# Directions for this task
Nothing but a verbatim copy of the data, minus the images, should be returned.

# Material for the task
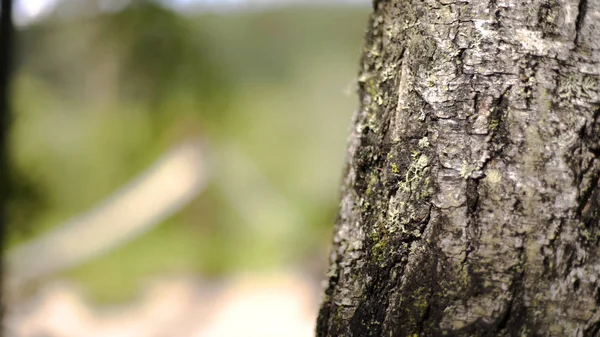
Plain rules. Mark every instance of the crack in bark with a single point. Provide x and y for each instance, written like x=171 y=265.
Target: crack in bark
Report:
x=582 y=11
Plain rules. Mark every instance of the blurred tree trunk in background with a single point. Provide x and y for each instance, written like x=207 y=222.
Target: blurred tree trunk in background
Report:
x=470 y=203
x=6 y=31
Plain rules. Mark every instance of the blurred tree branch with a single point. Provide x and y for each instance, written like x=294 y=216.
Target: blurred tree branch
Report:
x=6 y=32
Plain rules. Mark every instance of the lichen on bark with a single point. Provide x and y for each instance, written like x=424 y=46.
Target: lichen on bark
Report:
x=470 y=200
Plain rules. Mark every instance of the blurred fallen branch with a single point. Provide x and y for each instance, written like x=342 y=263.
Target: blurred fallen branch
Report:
x=168 y=185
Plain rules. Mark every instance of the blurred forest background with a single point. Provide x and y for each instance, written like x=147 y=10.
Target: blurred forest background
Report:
x=102 y=90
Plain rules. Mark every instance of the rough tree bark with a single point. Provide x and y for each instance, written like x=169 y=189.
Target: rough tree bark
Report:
x=470 y=204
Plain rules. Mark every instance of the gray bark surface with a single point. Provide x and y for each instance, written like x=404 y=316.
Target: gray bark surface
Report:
x=470 y=200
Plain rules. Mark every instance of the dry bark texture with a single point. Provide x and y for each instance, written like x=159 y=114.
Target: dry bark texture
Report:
x=470 y=204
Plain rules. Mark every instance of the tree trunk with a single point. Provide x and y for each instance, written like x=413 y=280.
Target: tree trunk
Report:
x=470 y=203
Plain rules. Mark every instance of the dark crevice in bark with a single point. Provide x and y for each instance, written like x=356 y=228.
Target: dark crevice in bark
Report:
x=582 y=11
x=593 y=330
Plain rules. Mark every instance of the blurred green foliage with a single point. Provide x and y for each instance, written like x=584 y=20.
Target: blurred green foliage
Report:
x=99 y=99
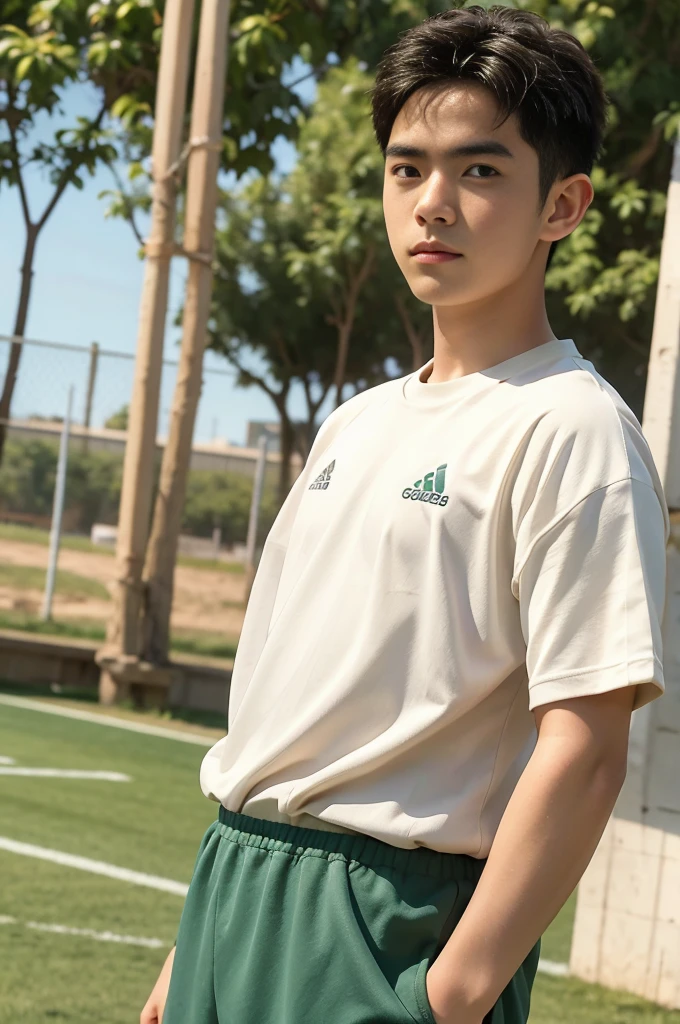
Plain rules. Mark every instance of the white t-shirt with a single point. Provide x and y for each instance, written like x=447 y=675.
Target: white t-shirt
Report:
x=452 y=556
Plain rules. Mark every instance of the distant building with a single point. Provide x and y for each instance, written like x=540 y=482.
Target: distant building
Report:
x=255 y=429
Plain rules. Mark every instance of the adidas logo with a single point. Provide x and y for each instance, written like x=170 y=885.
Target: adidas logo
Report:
x=429 y=488
x=323 y=480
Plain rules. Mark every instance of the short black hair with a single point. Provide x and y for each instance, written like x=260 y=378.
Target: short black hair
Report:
x=543 y=74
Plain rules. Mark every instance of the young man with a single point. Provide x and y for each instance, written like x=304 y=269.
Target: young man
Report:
x=458 y=606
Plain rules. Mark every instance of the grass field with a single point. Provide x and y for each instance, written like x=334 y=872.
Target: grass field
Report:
x=199 y=642
x=153 y=823
x=71 y=584
x=33 y=535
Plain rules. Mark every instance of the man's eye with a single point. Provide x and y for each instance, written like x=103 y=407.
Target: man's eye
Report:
x=482 y=168
x=405 y=167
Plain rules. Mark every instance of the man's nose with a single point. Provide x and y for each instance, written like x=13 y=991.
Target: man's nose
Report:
x=436 y=203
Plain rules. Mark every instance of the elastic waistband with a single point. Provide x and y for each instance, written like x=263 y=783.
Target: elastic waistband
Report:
x=284 y=838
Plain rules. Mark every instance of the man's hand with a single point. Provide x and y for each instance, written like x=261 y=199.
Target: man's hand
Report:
x=153 y=1012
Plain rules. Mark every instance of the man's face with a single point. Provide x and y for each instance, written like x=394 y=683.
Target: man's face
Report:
x=453 y=177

# Written response
Plain rules. Mark every instance of the crack in bark with a single point. Provide x and y for each instance, written like x=171 y=265.
Target: crack in bark
Report:
x=582 y=11
Plain rules. Mark every instance of the blurred tree trunk in background with a single point. Provide x and y for each instance, written like x=207 y=222.
Target: blurred tree trunk in background
Report:
x=470 y=203
x=6 y=31
Plain rules. Mark every instance of the blurred tree branch with a single point. Provide x and y for each instance, written like x=294 y=216.
Target: blurred tree branch
Report:
x=6 y=32
Plain rules. Mark every instance of the lichen on bark with a single point. Provide x and y for each instance, written like x=424 y=46.
Target: lichen on bark
Report:
x=470 y=200
Plain rules. Mark every instance of the blurred fallen branch with a single point. Provide x and y for each instance, written like x=342 y=263.
Target: blurred fallen branch
Report:
x=168 y=185
Plain rules. Mark every instance of the blurred forest background with a single point. Provide x and y for each instance, written like x=147 y=10.
Target: blurred forest background
Report:
x=102 y=90
Plain rules. Mark every instance of the rough tree bark with a single point. Provide x and y for each instance, written like x=169 y=189.
Target: rough tree bark
Report:
x=470 y=204
Plain rules. Mark every instance of the gray bark surface with a single point. Provide x and y for each instance, written like x=404 y=316.
Target: gray bark surface
Report:
x=470 y=200
Plain rules. Mark every instance of the dry bark texture with a single point. Provide x and y for each instance, written like x=159 y=114.
Target: dry bark texture
Report:
x=470 y=204
Plain rules. Mark every instance of the tree trunk with a single point. Provide x and y for each instance, written like x=413 y=280.
Target: tree trunk
Report:
x=470 y=203
Plain rules. Mark every instance of the dark crevice in bark with a single point. Provide x and y for each instance, written like x=356 y=228.
Target: dark crevice in bark
Report:
x=582 y=11
x=593 y=330
Plain rules. Mark every instance of the blurred green foliage with a single point. Provide x and y for each instance, written like x=584 y=20.
Target: blurred green foliage
Report:
x=99 y=99
Plain rules. Mark every instance of the white t-shirt with a single point. Provide x and y for each instance, written like x=447 y=675.
Target: white t-shirt
Report:
x=452 y=556
Plain rules. Mark every instance of the distant building with a single point. Provide x and y for each instance, written like x=540 y=482.
Target: distant building
Report:
x=255 y=429
Plain rules. Mark every instance of the adidas logo with a single point. Provide x and y for each instance, written like x=170 y=885.
Target: adidas logo
Report:
x=429 y=488
x=323 y=480
Plain rules. Mark every instance of the short black hair with a single point. Provide x and y for each instance, written like x=260 y=378.
Target: short black hair
Report:
x=543 y=74
Plain rules. Mark every instance of the young man with a single point. Provide x and y for each instance, written like x=304 y=269.
Target: young man
Report:
x=458 y=606
Plain rules. Mark every instance of the grass field with a single point. Provide x and y for each instance, written like x=334 y=872.
Target: grass field
Report:
x=199 y=642
x=153 y=823
x=71 y=584
x=33 y=535
Plain rules. Mark every instance of the man's eye with a single point. Provide x and y for each instance, written like x=103 y=407.
Target: man's eye
Report:
x=482 y=168
x=405 y=167
Plain rules. Mark every instance of the man's nose with a single point. Provide x and y for each instance, written like x=13 y=991.
Target: man's nose
Report:
x=436 y=203
Plain rules. Mark every instance of the elastic waistband with a single point. Provide x and y for each instance, written like x=263 y=783.
Target: elastic waistband
Report:
x=284 y=838
Plain rules. Mark every instance of the man's hand with a single point. Provide x and y for each instance, written like x=261 y=199.
Target: man's hand
Report:
x=153 y=1012
Plain rules. Mark every instance of the man's face with a single point. Provide x and y for each instance, written like x=394 y=683.
Target: man's face
Report:
x=453 y=177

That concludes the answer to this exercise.